──────── EXCERPT PROVIDED ────────

Modeling Text Editions as Linked Data (edition2LD)

Modeling text editions as linked data (edition2LD)

Term: January 1, 2023–December 31, 2023

Editions as Linked Data

Scholarly text editions pose a significant challenge in terms of secondary, cross-disciplinary analysis and their reusability due to a variety of factors. These factors encompass both the compilation of content and the analysis and preservation of the collected data. The challenges include:

different temporal and geographical focuses of the research topics
various languages and language levels
different writing systems
Presentation in various combinations of the original text, translation, facsimiles, etc.
Digital data is available in various system architectures and data models
The data collected may change during the publication period(“hot data”). (Only long-term archiving of the data after the project is completed (“cold data”)guarantees that the data remains unchanged.)

Making research data available over the long term is therefore an essential part of scientific research.

The project

The "edition2LD" project is working on a data curation solution that makes heterogeneous research data accessible over the long term and across the boundaries listed above. This solution must be flexible enough to accommodate the heterogeneity of the data while also being robust enough to ensure long-term viability. To achieve this, the edition2LD project follows the Linked Data (LD) paradigm and integrates the data into the Semantic Web.

──────── SUPPLIED DATA ────────

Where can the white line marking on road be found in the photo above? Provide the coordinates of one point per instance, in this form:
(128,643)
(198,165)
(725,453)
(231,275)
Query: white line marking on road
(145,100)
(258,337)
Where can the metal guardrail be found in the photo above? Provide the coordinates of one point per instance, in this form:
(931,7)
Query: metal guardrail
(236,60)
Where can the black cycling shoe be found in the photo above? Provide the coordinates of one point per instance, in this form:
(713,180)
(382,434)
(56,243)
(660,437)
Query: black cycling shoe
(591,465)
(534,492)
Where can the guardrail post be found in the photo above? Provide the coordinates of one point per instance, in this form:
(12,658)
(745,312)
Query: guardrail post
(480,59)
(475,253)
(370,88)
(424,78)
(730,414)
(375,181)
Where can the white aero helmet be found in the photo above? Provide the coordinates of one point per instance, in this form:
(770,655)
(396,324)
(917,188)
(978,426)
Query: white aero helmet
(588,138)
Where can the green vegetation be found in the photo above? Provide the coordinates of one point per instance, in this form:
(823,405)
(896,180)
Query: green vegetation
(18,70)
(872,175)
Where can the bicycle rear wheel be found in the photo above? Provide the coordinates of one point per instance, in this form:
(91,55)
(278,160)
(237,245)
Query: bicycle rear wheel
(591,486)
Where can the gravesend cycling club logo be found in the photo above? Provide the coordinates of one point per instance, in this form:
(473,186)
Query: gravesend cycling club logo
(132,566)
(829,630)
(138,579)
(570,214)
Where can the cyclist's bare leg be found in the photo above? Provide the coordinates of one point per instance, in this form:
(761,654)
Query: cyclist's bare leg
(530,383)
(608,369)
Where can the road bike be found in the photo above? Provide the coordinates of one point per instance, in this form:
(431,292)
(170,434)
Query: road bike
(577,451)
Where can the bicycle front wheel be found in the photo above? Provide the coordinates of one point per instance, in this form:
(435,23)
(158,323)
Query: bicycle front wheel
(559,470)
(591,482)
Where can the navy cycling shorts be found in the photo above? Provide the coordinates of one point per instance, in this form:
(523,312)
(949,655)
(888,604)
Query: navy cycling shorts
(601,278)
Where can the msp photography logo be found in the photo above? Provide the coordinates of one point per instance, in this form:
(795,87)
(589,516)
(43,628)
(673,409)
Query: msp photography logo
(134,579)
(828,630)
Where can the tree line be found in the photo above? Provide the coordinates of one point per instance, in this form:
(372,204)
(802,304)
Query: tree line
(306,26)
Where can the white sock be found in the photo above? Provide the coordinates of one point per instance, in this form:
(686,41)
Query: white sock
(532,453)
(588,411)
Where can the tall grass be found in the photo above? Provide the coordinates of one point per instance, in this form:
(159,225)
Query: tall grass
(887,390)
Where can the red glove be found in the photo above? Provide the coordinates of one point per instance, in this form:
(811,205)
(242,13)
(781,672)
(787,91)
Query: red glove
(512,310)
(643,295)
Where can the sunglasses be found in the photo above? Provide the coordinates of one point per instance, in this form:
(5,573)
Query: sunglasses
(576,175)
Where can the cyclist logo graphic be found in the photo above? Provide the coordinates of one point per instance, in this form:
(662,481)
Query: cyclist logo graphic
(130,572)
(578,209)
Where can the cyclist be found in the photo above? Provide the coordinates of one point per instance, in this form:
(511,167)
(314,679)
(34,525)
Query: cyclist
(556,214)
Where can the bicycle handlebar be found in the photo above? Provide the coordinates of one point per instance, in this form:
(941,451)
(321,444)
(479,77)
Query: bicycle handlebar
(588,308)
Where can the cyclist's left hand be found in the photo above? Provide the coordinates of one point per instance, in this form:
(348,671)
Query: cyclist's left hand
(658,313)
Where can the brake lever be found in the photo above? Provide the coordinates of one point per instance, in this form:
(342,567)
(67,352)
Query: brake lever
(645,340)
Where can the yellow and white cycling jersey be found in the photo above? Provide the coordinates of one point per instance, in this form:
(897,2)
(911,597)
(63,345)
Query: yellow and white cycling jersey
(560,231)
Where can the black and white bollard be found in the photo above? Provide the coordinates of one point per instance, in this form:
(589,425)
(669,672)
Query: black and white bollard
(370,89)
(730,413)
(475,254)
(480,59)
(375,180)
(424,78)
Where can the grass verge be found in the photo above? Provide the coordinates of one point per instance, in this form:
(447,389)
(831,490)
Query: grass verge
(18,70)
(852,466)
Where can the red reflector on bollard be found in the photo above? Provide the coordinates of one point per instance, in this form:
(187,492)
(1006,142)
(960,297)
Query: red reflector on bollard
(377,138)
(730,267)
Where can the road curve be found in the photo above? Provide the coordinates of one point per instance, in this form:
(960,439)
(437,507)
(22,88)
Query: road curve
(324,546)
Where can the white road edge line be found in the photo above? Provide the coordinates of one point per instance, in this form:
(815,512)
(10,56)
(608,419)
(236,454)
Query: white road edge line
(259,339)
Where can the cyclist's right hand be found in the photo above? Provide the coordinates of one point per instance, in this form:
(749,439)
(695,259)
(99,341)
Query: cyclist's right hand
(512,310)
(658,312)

────────
──────── SUPPLIED DATA ────────

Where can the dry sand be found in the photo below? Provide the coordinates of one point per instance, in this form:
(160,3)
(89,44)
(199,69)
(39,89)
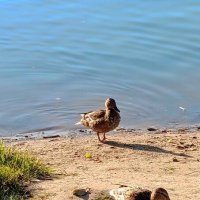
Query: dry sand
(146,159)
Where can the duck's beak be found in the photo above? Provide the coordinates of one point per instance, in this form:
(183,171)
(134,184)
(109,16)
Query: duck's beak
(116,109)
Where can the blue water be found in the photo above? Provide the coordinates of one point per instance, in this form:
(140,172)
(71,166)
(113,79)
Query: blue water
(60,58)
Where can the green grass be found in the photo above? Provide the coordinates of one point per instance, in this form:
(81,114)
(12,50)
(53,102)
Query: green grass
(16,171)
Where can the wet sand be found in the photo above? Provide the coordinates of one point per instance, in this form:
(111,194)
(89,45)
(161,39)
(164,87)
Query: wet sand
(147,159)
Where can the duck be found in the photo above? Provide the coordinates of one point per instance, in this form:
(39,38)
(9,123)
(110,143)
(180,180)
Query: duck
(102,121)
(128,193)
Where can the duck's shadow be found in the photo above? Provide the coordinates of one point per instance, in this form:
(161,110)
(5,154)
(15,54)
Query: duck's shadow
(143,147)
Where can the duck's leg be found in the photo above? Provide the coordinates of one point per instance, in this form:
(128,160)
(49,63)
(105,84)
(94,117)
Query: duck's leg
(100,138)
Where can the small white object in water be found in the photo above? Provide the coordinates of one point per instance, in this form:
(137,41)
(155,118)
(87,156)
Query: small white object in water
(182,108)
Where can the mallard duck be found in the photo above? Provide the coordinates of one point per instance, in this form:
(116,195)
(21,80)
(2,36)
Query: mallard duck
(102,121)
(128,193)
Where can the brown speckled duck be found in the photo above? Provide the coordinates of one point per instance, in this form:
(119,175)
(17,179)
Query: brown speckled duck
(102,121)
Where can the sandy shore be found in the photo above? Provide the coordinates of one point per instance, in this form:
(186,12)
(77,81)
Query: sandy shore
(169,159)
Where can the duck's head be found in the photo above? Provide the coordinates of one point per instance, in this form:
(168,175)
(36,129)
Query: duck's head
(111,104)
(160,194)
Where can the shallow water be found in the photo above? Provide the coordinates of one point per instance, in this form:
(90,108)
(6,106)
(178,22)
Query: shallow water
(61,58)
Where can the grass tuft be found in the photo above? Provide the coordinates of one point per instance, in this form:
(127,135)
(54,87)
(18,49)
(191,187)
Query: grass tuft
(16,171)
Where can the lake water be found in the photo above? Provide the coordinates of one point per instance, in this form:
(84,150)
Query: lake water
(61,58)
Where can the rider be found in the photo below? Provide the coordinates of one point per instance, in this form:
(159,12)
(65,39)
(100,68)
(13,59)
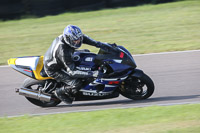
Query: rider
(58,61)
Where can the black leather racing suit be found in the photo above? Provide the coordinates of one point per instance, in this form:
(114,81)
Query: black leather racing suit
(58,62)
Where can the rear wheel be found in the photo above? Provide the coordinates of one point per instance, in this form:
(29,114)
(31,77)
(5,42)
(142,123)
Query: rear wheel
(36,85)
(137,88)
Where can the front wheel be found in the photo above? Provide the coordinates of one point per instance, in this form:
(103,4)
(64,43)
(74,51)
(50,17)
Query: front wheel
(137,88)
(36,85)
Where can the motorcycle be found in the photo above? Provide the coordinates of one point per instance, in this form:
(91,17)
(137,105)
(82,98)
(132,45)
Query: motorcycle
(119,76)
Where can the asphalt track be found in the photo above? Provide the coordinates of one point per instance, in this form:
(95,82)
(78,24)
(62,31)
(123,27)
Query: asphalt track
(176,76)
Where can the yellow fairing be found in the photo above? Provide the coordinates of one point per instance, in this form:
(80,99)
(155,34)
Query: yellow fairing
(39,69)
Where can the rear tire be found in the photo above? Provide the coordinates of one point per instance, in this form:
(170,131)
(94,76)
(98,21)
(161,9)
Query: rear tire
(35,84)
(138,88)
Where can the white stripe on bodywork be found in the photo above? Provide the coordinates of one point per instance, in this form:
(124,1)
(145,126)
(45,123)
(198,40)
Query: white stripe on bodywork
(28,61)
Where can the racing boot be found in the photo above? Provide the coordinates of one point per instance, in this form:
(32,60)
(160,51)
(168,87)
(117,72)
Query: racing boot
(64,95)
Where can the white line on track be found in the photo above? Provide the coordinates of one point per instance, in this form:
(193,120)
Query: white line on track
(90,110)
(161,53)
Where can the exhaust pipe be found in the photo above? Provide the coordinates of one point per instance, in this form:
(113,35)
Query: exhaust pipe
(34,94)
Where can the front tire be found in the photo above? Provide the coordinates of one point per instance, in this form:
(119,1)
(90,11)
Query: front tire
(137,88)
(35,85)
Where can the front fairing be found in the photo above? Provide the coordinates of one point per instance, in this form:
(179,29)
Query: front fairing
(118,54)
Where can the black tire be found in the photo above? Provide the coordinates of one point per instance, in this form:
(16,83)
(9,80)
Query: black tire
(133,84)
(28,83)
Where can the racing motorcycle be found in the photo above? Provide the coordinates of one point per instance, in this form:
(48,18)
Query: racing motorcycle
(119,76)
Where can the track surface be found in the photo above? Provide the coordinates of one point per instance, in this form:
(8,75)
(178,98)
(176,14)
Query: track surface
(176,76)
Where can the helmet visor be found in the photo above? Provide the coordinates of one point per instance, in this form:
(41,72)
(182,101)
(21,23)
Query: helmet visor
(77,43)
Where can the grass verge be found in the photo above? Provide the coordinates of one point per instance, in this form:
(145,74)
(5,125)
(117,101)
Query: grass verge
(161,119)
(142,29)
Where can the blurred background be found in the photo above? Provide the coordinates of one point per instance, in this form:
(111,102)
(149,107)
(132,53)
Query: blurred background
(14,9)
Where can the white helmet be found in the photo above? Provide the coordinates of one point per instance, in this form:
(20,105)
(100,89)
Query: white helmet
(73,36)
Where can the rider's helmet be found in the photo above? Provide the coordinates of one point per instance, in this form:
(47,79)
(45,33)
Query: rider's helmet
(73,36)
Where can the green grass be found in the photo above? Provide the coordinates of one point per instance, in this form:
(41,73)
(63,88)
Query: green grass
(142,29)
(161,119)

────────

• [JOBS]:
[1] Revise the stretch of the edition2LD text from "Scholarly text editions" through "translation, facsimiles, etc.", putting "scripts" in place of "writing systems".
[2] Carry the edition2LD project description forward from its last sentence.

• [EXERCISE RESPONSES]:
[1]
Scholarly text editions pose a significant challenge in terms of secondary, cross-disciplinary analysis and their reusability due to a variety of factors. These factors encompass both the compilation of content and the analysis and preservation of the collected data. The challenges include:

different temporal and geographical focuses of the research topics
various languages and language levels
different scripts
Presentation in various combinations of the original text, translation, facsimiles, etc.

[2]
Case Study as a "Best Practice"

To develop the workflow for Linked Data (LD) modeling, the project has chosen as its use case the editions produced by the HAdW Research Centerfor “Religious and Legal Historical Sources of Pre-modern Nepal” (Nepal-FS). The research center produces digital editions of Nepali texts (in Devanagari script), including facsimiles, English translations (in Roman script), commentaries, and index entries (people, places, technical terms).

Articles are published on nepalica.hadw.de and, with a DOI assigned, on the Heidelberg University Library website (see, for example, hadw).

Digital edition of “Sources on the History of Religion and Law in Pre-Modern Nepal,” nepalica.hadw.de.

Approach

The workflow for LD modeling should be generic enough to allow for future transferability to other projects. At the same time, it should be capable of—when triggered repeatedly—converting data in batches to RDF, thereby addressing the major challenge posed by dynamic “hot data.” When developing the automated mapping processes, it is therefore immensely important to minimize the need for manual post-processing, ideally to the point where it only needs to be performed once.

The project focuses on modeling the information units “text,” “English translation,” named entities (names of people and places), and technical terms, as well as metadata. For modeling named entities, the project can draw on entries from the Nepal-FS register, some of which already include links to standard data repositories and encyclopedic resources.

Entry in the register for Pṛthvīnārāyaṇa Śāha, a king of Gorkha and later Nepal, on nepalica.hadw.de

The vocabularies, ontologies, and repositories used for modeling are those already established as standards: RDFS, SKOS, Gemeinsame Normdatei (GND), VIAF, DBpedia, GeoNames, FOAF, etc. In addition, the LD modeling incorporates links to instances of two ontologies for historical personal and place names in Nepal (NepalPeople and NepalPlaces, see Tittel 2022*), which are developed based on research data from the Nepal-FS.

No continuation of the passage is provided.